## What the task asks
Write out, character for character, the line containing "Identify one point on each instance of the shrub" and all lines after it up to the end of the listing.

## Input material

^^^^^^^^

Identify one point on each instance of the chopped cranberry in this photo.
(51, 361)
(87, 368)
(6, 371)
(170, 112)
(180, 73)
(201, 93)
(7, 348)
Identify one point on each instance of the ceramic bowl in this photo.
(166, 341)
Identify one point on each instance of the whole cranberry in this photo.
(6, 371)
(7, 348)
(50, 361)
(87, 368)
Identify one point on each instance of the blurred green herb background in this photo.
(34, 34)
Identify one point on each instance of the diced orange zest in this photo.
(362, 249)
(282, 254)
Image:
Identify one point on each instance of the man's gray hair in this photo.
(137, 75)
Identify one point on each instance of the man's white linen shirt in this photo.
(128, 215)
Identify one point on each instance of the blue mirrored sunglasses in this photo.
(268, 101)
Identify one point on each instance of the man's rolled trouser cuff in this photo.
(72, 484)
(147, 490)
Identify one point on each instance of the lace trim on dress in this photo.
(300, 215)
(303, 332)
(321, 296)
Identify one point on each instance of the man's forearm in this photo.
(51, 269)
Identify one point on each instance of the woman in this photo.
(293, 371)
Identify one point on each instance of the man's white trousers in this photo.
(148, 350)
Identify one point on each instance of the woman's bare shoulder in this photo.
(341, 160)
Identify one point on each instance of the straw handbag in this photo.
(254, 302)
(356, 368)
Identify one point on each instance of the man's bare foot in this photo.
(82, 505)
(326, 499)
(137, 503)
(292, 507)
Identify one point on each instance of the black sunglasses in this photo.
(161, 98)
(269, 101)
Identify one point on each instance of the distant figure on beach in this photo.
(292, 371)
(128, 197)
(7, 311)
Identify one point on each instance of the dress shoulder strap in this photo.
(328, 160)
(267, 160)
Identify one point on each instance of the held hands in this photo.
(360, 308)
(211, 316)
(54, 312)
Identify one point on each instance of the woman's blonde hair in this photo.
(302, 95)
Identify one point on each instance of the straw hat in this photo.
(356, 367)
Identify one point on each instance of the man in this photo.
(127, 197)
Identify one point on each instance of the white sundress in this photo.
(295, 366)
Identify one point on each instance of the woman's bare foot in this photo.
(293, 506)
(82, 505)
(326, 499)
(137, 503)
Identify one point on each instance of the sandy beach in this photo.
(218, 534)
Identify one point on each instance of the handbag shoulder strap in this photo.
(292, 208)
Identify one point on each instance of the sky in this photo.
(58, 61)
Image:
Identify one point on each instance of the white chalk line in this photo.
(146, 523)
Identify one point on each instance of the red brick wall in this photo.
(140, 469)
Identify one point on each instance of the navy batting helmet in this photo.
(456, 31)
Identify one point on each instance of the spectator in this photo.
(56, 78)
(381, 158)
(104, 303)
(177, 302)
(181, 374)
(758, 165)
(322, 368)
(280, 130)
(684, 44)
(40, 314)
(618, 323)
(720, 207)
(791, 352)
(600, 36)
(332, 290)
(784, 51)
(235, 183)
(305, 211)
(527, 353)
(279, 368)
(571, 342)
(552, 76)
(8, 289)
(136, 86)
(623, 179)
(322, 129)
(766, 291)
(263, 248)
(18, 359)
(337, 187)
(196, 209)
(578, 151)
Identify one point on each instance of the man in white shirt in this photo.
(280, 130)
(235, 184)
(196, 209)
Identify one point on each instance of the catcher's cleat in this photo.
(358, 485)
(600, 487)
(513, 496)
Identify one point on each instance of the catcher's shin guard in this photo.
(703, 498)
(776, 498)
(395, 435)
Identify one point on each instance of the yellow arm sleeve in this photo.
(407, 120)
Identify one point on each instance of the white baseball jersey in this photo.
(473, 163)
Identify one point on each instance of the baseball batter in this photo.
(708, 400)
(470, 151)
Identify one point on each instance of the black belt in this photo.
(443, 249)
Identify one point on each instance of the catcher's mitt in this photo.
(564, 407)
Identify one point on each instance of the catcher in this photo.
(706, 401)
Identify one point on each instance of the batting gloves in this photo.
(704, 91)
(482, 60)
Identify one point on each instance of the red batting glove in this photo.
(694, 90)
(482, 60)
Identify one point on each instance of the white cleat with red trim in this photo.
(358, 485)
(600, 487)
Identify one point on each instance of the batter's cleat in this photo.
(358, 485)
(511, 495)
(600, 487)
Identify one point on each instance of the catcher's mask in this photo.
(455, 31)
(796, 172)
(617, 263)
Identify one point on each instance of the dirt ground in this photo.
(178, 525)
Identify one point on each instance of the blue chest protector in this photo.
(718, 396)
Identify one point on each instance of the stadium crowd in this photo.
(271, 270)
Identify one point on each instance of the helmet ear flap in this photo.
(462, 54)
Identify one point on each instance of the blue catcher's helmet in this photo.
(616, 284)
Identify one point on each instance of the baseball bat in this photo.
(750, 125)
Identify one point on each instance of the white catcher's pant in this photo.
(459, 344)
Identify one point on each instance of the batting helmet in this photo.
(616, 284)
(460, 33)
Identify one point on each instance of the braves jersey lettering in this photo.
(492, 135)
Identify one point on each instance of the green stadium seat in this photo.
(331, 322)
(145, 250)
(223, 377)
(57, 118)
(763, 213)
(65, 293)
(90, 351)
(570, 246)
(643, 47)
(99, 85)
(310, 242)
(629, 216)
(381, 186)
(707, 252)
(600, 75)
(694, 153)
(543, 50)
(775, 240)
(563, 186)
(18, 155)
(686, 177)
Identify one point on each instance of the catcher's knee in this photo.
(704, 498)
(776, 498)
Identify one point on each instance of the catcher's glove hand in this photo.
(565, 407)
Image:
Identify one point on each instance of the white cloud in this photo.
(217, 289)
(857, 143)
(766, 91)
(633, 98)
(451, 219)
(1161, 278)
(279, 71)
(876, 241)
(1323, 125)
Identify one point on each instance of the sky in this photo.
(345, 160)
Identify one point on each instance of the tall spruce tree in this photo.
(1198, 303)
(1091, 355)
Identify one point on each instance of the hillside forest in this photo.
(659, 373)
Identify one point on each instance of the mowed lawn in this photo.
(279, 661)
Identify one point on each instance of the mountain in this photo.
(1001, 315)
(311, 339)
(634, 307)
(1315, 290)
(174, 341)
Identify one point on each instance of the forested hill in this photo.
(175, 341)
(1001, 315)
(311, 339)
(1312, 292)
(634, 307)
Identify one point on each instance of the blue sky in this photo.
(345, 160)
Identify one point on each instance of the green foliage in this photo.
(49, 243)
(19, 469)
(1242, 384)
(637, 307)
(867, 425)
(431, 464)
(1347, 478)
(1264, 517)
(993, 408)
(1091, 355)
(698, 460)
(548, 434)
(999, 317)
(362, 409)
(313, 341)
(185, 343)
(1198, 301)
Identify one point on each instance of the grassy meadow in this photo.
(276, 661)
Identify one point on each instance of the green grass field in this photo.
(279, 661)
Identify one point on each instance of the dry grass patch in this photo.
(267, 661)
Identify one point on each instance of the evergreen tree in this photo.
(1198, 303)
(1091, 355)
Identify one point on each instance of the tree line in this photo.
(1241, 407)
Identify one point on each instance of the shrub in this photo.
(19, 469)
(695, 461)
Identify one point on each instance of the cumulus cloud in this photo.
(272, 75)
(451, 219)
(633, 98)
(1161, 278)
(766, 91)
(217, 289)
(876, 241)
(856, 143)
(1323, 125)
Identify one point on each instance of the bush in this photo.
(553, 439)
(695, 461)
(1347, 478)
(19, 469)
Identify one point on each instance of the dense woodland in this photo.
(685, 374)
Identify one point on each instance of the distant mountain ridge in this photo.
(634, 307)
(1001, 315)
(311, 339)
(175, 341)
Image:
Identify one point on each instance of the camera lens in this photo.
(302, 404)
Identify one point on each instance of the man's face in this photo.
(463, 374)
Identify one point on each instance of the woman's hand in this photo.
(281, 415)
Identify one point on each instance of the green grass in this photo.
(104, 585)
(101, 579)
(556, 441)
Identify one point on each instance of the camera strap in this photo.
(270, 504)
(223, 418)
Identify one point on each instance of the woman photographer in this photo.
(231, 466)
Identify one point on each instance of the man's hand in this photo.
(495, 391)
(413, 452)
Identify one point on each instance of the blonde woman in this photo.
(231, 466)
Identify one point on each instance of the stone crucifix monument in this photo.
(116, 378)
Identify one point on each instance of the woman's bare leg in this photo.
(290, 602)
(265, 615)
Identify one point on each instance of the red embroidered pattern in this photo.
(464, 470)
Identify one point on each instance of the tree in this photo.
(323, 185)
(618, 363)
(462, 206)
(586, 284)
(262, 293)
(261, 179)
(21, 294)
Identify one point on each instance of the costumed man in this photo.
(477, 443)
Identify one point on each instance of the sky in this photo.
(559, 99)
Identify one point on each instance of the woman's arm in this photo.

^^^^^^^^

## Answer for this exercise
Identify one point on each instance of the shrub in this photo.
(19, 469)
(695, 461)
Identify one point on each instance of the cumulus cloud in this photo.
(272, 75)
(451, 219)
(633, 98)
(1161, 278)
(766, 91)
(217, 289)
(876, 241)
(856, 143)
(1323, 125)
Identify one point on each instance of the bush in this photo.
(553, 439)
(695, 461)
(1347, 478)
(19, 469)
Identify one point on each instance of the dense woodland in this photo.
(685, 374)
Identify one point on each instance of the distant mountain ridge in this photo.
(634, 307)
(1001, 315)
(311, 339)
(175, 341)
Image:
Identify one point on each instance of the camera lens in this photo.
(302, 404)
Identify one point on each instance of the man's face in this photo.
(463, 374)
Identify one point on each instance of the woman's hand in this photo.
(281, 415)
Identify one point on each instance of the green grass in this photo.
(104, 585)
(101, 579)
(556, 441)
Identify one point on each instance of the camera strap in this photo.
(270, 504)
(223, 418)
Identify one point on each instance of the woman photographer in this photo.
(231, 466)
Identify one point on each instance of the man's hand in this photo.
(495, 391)
(413, 452)
Identify one point on each instance of the blonde woman in this photo.
(231, 466)
Identify one point on each instance of the stone crucifix monument in this photo.
(116, 378)
Identify one point on each instance of the woman's bare leg in this photo.
(290, 602)
(265, 615)
Identify one point on each instance of the red embroidered pattern in this photo.
(464, 470)
Identify one point on each instance of the tree in this photo.
(323, 185)
(618, 363)
(462, 206)
(586, 284)
(262, 293)
(261, 179)
(21, 294)
Identify one point on each instance of the costumed man in this photo.
(477, 443)
Identify one point on each instance of the sky in this photo.
(559, 99)
Identify one point on each instance of the woman's arm in this photo.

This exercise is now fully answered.